(Data extracted from a collection)

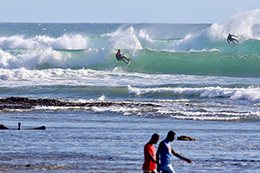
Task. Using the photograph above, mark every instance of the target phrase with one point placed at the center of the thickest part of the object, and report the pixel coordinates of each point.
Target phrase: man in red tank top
(150, 160)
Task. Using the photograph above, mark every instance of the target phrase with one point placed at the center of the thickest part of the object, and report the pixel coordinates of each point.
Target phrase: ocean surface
(204, 87)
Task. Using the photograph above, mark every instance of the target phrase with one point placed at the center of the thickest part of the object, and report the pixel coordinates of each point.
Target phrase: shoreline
(27, 103)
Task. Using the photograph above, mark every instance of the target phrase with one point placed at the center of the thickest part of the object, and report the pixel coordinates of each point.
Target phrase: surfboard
(129, 62)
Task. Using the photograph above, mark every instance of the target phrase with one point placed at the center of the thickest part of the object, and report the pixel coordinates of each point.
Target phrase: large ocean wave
(198, 50)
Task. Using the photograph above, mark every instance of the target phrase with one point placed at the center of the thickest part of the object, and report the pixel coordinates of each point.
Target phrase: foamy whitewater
(204, 88)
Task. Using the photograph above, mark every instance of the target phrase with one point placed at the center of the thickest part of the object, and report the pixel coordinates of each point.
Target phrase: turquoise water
(204, 88)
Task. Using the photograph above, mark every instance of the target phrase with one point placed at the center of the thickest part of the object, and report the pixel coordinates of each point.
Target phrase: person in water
(120, 57)
(150, 160)
(164, 154)
(230, 38)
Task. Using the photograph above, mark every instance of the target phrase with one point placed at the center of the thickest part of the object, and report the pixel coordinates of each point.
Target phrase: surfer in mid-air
(120, 57)
(230, 38)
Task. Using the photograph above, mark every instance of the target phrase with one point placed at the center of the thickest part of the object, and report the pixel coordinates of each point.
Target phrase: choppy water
(205, 88)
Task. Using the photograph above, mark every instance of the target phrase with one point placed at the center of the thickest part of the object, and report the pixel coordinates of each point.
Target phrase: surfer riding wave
(120, 57)
(230, 38)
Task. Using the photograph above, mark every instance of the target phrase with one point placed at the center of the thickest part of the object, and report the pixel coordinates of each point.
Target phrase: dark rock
(26, 103)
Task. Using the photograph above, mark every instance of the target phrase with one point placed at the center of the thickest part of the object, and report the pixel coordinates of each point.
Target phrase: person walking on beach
(120, 57)
(164, 154)
(150, 160)
(230, 38)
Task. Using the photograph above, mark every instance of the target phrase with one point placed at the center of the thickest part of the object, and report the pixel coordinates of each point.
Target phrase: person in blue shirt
(120, 57)
(164, 154)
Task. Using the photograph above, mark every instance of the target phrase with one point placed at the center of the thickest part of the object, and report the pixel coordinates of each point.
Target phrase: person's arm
(151, 157)
(228, 41)
(159, 150)
(181, 157)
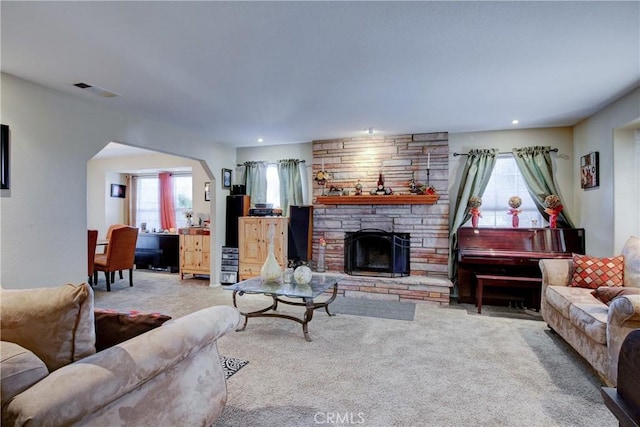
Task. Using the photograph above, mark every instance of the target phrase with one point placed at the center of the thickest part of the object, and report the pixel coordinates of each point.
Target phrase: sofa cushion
(113, 327)
(592, 272)
(631, 254)
(591, 319)
(561, 298)
(606, 294)
(20, 370)
(54, 323)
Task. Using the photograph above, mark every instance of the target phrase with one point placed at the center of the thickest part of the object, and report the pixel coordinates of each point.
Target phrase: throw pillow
(591, 272)
(606, 294)
(631, 254)
(56, 324)
(113, 327)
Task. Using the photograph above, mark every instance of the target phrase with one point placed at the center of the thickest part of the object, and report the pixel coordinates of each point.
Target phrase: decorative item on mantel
(358, 188)
(554, 207)
(380, 189)
(474, 203)
(514, 203)
(320, 267)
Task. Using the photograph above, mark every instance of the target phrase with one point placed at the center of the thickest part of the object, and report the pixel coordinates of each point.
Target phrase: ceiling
(293, 72)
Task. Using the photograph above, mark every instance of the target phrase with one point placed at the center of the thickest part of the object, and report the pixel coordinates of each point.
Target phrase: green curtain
(537, 169)
(475, 176)
(255, 180)
(290, 184)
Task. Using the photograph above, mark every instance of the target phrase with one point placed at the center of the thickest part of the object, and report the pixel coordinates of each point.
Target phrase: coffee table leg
(330, 300)
(256, 313)
(308, 315)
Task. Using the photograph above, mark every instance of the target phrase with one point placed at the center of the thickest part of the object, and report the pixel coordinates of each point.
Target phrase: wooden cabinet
(194, 252)
(253, 242)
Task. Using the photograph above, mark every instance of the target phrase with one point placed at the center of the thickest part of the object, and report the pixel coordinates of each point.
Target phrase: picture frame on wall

## DESCRIPTION OF THE TASK:
Could you repeat all of the material exactly? Pictures should not be copied.

## PROBLEM SOLUTION:
Task. Using the photograph above, mark every instance of the target phrase with one point placed at the center of the thickest part of the object, and report the pixel coordinates of each point.
Target phrase: man in red tank top
(150, 160)
Task. Using the photograph above, mark every instance of the target phrase with one point placed at the center of the thickest part of the object, and report the pixel coordinates of each point.
Target phrase: ocean surface
(204, 87)
Task. Using the photograph above, mark every instance of the target phrase with one point placed at the center of the thickest part of the object, and report the pixel coordinates of each point.
Target phrase: shoreline
(27, 103)
Task. Using the photograph above, mark every instance of the target phrase with one point placed at the center of the thickest part of the object, and report the pixel coordinates of each point.
Target phrase: surfboard
(129, 62)
Task. Using the photograph above, mark every instance of the target phrase with one point placed at the center of the thickest part of the object, and report the pixel coordinates of each point.
Target phrase: large ocean wave
(198, 50)
Task. Using the photograph above, mark every instance of the target phrase with one point placed at the center of the thickest part of the object, and report the pixel coordinates of each point.
Target phrase: foamy whitewater
(204, 88)
Task. Using the photograph above, mark every instance of the target phrase with one point placed at the center of the thickest part of the object, and report the pixel coordinates of each point.
Target phrase: turquoise water
(204, 88)
Task. Using the photograph above, mark every instance of the target phrase with one point placed at the center of the thickest part of the object, and report the pixel coordinates of each point.
Target phrase: person in water
(120, 57)
(150, 160)
(164, 154)
(230, 38)
Task. Using the photograph above, mark every instance of the target phrase with one point placed at the center of the thickest part of the object, and report the pixel coordinates of each point.
Target phrase: surfer in mid-air
(120, 57)
(230, 38)
Task. Using the photograph above, mark every instance of the target phrase with one point placed at the center of the thickest part of the object, and report the pixel coordinates of each point.
Target phrase: choppy water
(205, 88)
Task. Using the photograph above, mark every instance of the target phrase with one point placed at the center of the thickest part of the object, and report the pixel coordinates of each point.
Target phrase: surfer riding wave
(120, 57)
(230, 38)
Task. Using the photograph above, mark every instance of the target phrase with one point placed at the center of the thickest part of the object, and report the pixel coordinates of each point.
Target phrase: dark rock
(26, 103)
Task. Using the photograph above, mark every instance of the target phrase with one point placed at the center of the thickest part of the object, and report the pixel coordinates of each point.
Target phrase: person walking on beach
(120, 57)
(164, 154)
(150, 160)
(230, 38)
Task. Using the photograph above, mark every instance of the target phrase with one point placed at the center of the thickest part of the object, and report the pixel coordinates of each point.
Target phrase: person in blue shirt
(120, 57)
(164, 154)
Task. Using the photograph above, mark every instance of the target phrase with one point placed at the center of the thickest part of the object, and report the pixel coordinates of each point.
Target phrase: person's arm
(151, 157)
(228, 41)
(159, 150)
(181, 157)
Task. Using the photograph above, mark every instance of the target phrase with one point placed at the center of the thickest part of the object, and report the pixel coordinates of each point.
Target phrase: sofa cushion
(113, 327)
(592, 272)
(631, 254)
(591, 319)
(561, 298)
(606, 294)
(20, 370)
(54, 323)
Task. Using the photograph above, mark every instance of the target phrase with one point placed at the center of the thickest part of the object, and report the pixel coordinates of each point.
Target phrase: throw pillow
(591, 272)
(606, 294)
(631, 254)
(56, 324)
(113, 327)
Task. Using the photograph above, mark every instance of the target phrase with one point placed at the center of the thickest part of the object, and report the pixel coordinates of each point.
Target phrase: decorative item on mantel
(358, 188)
(554, 207)
(380, 189)
(474, 203)
(514, 203)
(320, 267)
Task. Using the photograph above, mark every instance of the target phrase with one point placed at the center of the thickest part of the object, and report the pixel coordinates of each point.
Target phrase: ceiling
(293, 72)
Task. Using the photograph above, mark every instance of the target phrase with one point placed at the center of the thickest part of the object, and report the pixel coordinates of each point.
Target phrase: green curtain
(537, 169)
(475, 176)
(255, 180)
(290, 184)
Task. Using the photograph above, mark every instance of the target phrase with one point placed at the center of the thickest part of the object, and report the pixel coordinates of each point.
Target phrase: coffee table leg
(330, 300)
(256, 313)
(308, 315)
Task. Using the photograph above, mark every instance of the target phrase with one point placed at the center of the thickest part of the object, and report the pixel coordinates of each point.
Target phrase: wooden cabinet
(194, 252)
(253, 242)
Task. Using the photograph above, mark every instance of the target phrase with one point placed at the center of the thickest part of the object, and report the pixel coordinates of each point.
Target phrase: picture frame on wall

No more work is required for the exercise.